Requirements – Pick out every line in the records below that contains the word "surface", and copy each one.

*****

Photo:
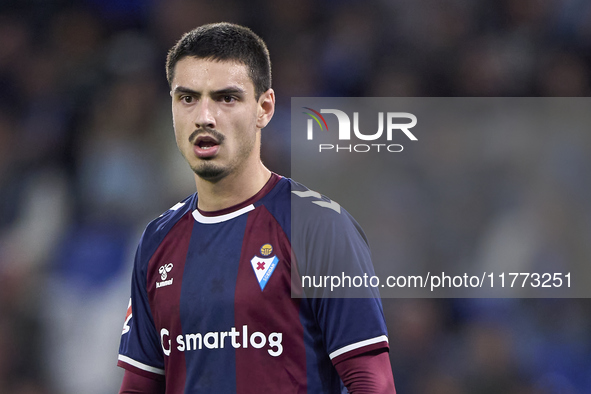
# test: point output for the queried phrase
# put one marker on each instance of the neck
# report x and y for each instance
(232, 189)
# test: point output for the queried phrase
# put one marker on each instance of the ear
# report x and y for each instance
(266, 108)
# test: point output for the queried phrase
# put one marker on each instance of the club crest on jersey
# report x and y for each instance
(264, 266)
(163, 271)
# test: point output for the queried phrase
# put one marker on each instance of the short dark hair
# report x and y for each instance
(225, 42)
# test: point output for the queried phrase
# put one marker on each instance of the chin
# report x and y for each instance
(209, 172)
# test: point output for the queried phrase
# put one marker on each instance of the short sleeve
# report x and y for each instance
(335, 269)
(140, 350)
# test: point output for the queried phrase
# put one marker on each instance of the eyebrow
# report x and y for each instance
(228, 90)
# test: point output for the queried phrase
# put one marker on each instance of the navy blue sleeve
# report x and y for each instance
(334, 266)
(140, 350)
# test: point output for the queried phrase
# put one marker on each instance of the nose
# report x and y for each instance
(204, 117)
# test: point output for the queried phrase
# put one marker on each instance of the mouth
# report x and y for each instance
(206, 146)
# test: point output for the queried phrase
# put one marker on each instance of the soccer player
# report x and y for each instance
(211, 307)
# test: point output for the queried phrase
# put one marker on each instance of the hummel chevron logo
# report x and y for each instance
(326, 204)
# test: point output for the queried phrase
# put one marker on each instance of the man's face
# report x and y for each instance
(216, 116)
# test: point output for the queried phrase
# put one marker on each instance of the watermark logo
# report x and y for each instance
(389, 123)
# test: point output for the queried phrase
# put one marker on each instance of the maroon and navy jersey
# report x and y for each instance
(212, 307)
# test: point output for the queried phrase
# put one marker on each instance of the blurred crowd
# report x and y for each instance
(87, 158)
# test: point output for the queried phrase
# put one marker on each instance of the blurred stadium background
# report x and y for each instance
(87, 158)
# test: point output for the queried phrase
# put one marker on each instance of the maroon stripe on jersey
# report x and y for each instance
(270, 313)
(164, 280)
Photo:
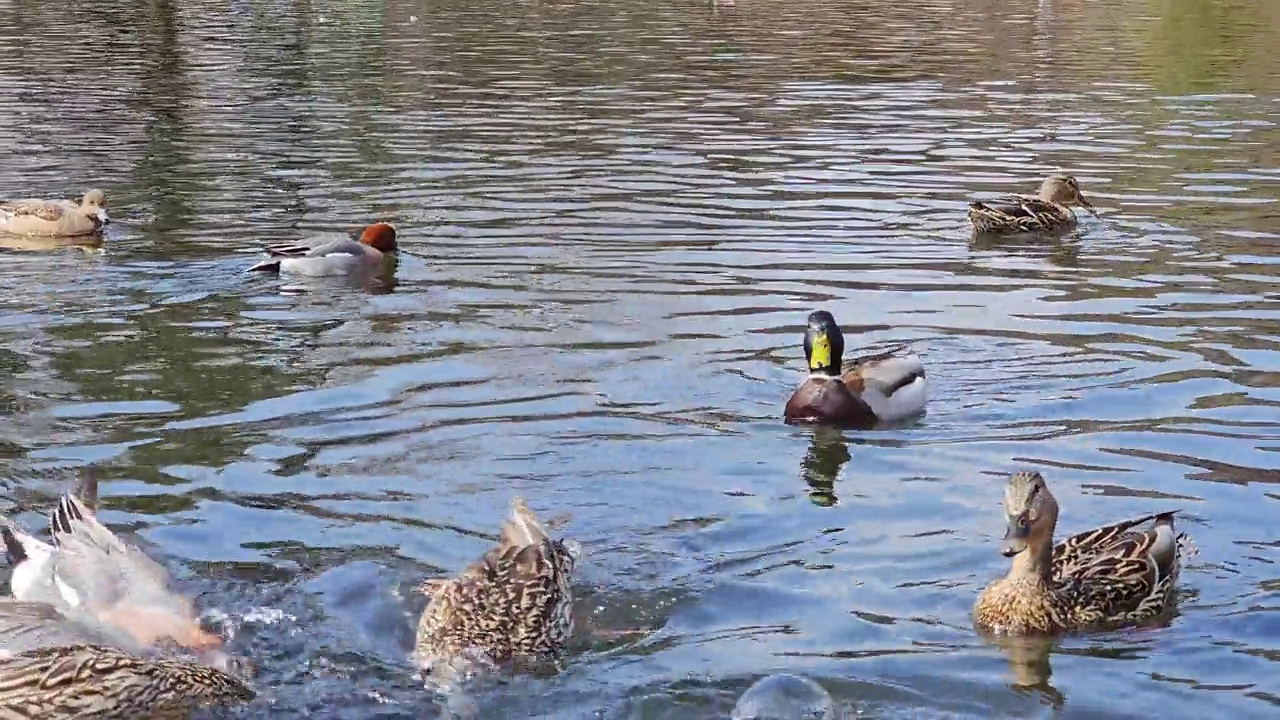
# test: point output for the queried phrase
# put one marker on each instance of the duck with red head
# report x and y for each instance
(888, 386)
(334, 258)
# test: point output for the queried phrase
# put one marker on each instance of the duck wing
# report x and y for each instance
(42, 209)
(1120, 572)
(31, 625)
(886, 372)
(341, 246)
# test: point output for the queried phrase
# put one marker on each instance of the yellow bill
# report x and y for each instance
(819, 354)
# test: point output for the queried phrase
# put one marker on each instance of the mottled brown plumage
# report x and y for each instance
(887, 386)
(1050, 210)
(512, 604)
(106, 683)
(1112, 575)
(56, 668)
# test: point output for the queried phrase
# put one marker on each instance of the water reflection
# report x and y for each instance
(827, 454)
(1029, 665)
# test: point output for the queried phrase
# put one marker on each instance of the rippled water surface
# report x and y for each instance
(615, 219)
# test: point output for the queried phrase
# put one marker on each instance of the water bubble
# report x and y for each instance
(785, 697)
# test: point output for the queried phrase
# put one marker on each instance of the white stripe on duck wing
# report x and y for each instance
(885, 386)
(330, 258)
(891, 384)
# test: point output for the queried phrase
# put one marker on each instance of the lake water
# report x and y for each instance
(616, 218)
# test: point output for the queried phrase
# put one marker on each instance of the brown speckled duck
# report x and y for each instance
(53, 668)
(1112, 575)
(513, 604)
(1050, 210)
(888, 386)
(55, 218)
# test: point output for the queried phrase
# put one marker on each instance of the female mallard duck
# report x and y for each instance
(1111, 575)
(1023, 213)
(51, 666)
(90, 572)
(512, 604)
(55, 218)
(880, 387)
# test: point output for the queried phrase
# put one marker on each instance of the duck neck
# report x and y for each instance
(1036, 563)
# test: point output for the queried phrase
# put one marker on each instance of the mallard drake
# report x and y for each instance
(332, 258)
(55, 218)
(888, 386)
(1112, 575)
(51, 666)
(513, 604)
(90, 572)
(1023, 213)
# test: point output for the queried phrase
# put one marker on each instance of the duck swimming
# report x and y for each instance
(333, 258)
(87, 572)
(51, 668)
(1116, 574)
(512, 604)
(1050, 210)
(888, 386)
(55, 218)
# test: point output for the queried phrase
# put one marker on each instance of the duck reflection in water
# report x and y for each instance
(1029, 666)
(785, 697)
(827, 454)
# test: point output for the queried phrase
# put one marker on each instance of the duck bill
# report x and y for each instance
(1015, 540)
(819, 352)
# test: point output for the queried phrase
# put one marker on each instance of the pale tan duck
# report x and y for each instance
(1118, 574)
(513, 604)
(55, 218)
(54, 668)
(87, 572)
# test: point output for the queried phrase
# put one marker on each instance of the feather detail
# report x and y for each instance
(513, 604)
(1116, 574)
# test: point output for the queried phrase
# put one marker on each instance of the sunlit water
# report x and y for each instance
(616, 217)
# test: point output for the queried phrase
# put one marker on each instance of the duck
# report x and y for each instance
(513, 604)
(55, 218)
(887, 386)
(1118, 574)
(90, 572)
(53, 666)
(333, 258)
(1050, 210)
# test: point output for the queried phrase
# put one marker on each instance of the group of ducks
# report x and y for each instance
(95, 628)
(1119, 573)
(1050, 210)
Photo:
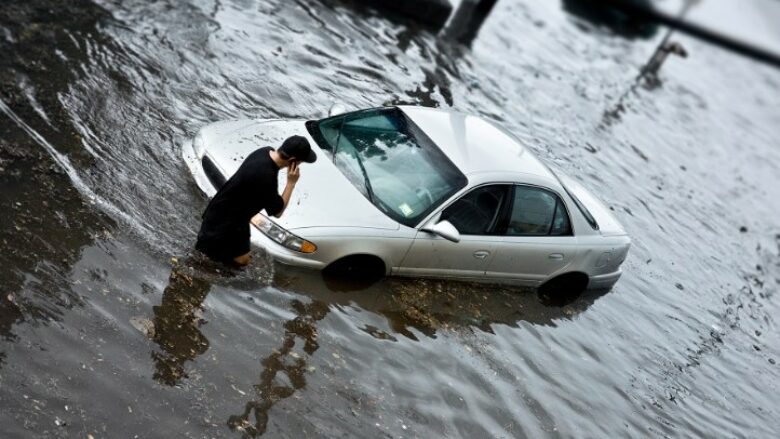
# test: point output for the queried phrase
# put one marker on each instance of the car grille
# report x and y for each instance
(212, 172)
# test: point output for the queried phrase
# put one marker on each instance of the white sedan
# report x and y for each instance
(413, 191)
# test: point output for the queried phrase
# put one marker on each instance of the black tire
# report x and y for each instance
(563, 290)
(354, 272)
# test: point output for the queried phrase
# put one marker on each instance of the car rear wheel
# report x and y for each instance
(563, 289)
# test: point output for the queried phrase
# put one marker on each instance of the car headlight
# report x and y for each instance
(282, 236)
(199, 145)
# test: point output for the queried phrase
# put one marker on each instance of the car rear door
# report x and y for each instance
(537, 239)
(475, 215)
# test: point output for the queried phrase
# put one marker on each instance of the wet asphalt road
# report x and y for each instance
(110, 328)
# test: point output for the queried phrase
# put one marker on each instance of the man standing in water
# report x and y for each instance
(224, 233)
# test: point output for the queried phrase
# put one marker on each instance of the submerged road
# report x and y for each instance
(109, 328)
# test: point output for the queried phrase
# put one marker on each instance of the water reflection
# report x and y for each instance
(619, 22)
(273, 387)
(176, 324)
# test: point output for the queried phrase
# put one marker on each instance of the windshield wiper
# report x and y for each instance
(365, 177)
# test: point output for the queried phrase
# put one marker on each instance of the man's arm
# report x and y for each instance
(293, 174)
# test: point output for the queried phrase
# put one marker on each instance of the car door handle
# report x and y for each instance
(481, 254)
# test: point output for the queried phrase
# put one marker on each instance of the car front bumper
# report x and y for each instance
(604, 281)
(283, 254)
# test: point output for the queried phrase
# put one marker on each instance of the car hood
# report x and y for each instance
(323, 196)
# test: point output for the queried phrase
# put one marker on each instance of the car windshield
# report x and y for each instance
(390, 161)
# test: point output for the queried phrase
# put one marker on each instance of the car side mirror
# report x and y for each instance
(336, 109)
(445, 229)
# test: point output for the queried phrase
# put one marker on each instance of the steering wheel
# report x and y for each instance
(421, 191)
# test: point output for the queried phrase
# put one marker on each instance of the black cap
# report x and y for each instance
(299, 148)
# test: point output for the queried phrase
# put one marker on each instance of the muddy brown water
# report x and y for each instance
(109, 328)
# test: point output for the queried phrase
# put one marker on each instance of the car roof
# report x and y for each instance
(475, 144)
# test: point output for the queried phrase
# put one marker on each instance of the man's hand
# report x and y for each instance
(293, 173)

*****

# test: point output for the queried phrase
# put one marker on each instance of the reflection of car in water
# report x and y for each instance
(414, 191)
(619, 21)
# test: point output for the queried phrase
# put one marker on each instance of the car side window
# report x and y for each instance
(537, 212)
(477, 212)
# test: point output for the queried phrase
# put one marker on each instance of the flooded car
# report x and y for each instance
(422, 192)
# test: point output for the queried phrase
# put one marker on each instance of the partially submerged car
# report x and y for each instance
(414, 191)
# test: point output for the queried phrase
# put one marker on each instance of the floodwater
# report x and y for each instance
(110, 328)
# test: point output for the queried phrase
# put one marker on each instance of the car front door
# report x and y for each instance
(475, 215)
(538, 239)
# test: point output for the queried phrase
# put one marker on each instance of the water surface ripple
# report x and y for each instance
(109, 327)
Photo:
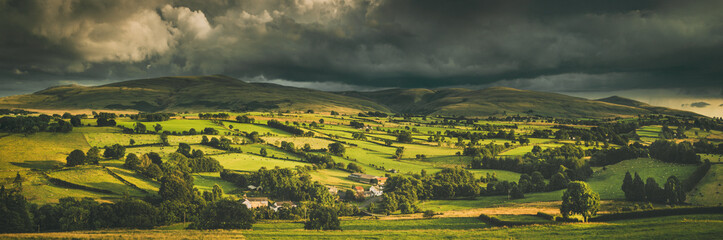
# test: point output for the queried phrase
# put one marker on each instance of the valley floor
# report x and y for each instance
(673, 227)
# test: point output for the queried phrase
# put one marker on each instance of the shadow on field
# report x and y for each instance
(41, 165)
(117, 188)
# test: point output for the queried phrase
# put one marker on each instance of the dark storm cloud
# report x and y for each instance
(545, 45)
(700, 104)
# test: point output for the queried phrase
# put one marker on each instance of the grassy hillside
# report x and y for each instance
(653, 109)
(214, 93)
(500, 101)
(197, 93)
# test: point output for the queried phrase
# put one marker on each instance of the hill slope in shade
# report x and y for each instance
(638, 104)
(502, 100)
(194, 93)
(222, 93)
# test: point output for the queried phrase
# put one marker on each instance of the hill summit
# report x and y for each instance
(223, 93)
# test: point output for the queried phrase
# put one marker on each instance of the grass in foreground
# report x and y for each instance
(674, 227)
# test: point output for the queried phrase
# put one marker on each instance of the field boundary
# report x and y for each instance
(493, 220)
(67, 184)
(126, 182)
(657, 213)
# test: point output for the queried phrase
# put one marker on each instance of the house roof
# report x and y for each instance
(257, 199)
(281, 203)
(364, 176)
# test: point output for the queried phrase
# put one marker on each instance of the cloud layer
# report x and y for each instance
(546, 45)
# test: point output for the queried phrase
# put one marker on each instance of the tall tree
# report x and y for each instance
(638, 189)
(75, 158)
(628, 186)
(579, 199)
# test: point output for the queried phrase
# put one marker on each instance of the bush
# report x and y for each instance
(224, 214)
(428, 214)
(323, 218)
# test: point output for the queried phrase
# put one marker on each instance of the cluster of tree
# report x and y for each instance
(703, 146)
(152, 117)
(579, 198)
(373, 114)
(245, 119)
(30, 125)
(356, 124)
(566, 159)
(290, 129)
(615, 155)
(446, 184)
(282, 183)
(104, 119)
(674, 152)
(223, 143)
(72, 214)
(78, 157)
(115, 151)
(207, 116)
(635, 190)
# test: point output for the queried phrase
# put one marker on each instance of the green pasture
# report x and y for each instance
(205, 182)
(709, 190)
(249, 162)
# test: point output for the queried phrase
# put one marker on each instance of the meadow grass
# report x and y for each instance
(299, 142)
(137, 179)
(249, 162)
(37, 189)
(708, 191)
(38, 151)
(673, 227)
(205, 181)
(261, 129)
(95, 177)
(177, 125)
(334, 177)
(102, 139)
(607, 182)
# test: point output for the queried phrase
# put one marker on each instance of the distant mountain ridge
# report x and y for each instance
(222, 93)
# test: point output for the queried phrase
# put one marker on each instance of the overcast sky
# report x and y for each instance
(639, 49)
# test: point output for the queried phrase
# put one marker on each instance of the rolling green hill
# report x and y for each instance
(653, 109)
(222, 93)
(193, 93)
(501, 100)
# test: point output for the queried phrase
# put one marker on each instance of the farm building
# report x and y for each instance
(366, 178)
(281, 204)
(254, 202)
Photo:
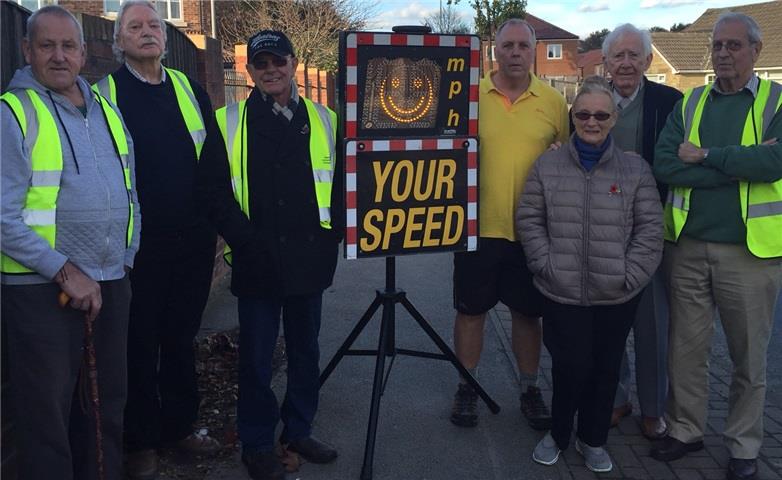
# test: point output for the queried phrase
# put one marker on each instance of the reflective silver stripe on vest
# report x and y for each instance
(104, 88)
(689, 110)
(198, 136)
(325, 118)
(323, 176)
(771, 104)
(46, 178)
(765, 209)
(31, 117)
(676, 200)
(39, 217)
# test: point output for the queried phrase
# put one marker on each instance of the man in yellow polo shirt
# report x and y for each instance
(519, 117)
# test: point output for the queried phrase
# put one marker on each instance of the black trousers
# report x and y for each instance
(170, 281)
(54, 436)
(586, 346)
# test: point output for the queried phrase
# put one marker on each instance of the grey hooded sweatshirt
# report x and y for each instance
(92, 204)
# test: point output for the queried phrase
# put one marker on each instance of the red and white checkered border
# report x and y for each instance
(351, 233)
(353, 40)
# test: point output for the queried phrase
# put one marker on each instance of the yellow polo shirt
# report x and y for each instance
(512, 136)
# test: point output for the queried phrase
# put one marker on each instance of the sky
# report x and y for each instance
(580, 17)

*****

Answer for this exercise –
# put one marker on each instance of the rippled water surface
# put one marker on each instance of the water surface ripple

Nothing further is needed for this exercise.